Hundreds of pro-Russians also remained holed up inside the Donetsk administration centre a day after proclaiming the creation of a sovereign "people's republic" and demanding that an independence referendum be held before May 11.
"We have formed a provisional government in Donetsk," separatist leader Vadym Chernyakov told AFP inside the occupied building.
The 33-year-old said his forces intended to control the region's airport and railway stations in order to "maintain order".
The heart of Donetsk itself was a mesh of razor wire and hastily-assembled barricades of old tyres that could be set on fire in case the riot police decided to mount an assault on the regional government seat.
But calm had returned to the city of Kharkiv after a night of violence that saw retreating militants throw Molotov cocktails at the administration building as hundreds of police regained control of it.
Months of deadly political turmoil threaten not only to break up the vast nation on the EU's eastern frontier along its ethnic divisions but also plunge Moscow's relations with the West to a low that may take decades to repair.
US Secretary of State John Kerry appeared to cast aside the last vestiges of diplomatic decorum on Tuesday by explicitly accusing the Kremlin of sending operatives into eastern Ukraine in order to foment unrest.
"Everything that we've seen in the last 48 hours, from Russian provocateurs and agents operating in eastern Ukraine, tells us that they've been sent there determined to create chaos," Kerry told US lawmakers.
British Foreign Secretary William Hague backed up that message by noting the flareup bore "all the hallmarks of a Russian strategy to destabilise Ukraine".
And NATO chief Anders Fogh Rasmussen reaffirmed on a visit to Paris that Moscow - its forces now massed along Ukraine's eastern frontier - would be making an "historic mistake" if it were to intervene in Ukraine any further.
Yet the sharply barbed rhetoric has not yet led to a complete breakdown in diplomatic relations similar to the one that had endangered global security in the nuclear-charged decades of the Cold War.

Tasks to complete:
1 > In the report on unrest in eastern Ukraine, what deadline did the pro-Russians in Donetsk set for holding an independence referendum?
2 > Output the stretch of the report on unrest in eastern Ukraine from "But calm had" through "decades to repair.", word for word.
The rows have nothing to do with this.

Segmentation annotation records:

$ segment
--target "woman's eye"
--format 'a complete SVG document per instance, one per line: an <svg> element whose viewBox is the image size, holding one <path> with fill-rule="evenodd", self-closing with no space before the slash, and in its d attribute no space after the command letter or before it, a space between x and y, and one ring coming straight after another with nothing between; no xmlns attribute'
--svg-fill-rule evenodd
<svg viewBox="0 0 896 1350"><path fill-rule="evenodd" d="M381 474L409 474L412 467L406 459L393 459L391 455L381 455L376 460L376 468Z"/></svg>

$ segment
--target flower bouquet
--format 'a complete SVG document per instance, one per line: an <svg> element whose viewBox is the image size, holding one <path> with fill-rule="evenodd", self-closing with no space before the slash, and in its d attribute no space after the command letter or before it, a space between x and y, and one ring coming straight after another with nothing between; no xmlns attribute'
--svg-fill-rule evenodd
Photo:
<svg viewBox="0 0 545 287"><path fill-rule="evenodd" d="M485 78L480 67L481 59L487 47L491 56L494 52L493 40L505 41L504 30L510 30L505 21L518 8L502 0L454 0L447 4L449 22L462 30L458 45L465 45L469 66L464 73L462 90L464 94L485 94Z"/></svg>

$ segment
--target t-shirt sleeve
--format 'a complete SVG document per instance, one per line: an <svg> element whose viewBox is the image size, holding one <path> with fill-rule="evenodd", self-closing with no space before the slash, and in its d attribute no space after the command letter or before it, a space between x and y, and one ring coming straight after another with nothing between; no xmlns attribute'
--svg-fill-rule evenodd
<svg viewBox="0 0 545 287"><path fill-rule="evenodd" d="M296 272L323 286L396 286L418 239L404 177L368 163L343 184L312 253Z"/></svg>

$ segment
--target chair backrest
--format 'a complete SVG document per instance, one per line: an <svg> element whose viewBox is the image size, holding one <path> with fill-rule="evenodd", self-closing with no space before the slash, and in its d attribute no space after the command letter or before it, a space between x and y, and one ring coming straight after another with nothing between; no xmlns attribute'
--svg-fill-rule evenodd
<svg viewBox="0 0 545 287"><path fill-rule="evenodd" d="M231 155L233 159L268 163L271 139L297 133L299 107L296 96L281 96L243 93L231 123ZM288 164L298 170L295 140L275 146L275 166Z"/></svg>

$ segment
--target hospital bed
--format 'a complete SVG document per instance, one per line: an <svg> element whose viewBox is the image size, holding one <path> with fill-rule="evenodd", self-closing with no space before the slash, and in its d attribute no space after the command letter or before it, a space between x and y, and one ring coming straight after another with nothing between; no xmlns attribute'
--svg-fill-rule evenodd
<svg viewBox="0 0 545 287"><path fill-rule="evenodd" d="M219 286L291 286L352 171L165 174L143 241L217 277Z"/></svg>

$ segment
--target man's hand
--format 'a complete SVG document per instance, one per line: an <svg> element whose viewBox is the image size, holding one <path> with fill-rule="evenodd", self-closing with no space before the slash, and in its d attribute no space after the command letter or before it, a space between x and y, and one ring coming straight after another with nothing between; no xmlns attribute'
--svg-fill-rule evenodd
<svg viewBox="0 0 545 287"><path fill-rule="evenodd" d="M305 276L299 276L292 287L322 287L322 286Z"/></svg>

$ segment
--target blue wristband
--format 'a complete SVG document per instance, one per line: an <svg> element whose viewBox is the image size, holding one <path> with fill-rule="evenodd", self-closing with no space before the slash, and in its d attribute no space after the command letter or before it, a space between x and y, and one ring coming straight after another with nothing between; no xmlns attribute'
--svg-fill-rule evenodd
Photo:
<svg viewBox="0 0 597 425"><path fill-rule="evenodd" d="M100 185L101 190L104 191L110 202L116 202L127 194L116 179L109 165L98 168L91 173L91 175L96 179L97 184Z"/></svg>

Worked answers:
1 > Before May 11.

2 >
But calm had returned to the city of Kharkiv after a night of violence that saw retreating militants throw Molotov cocktails at the administration building as hundreds of police regained control of it.
Months of deadly political turmoil threaten not only to break up the vast nation on the EU's eastern frontier along its ethnic divisions but also plunge Moscow's relations with the West to a low that may take decades to repair.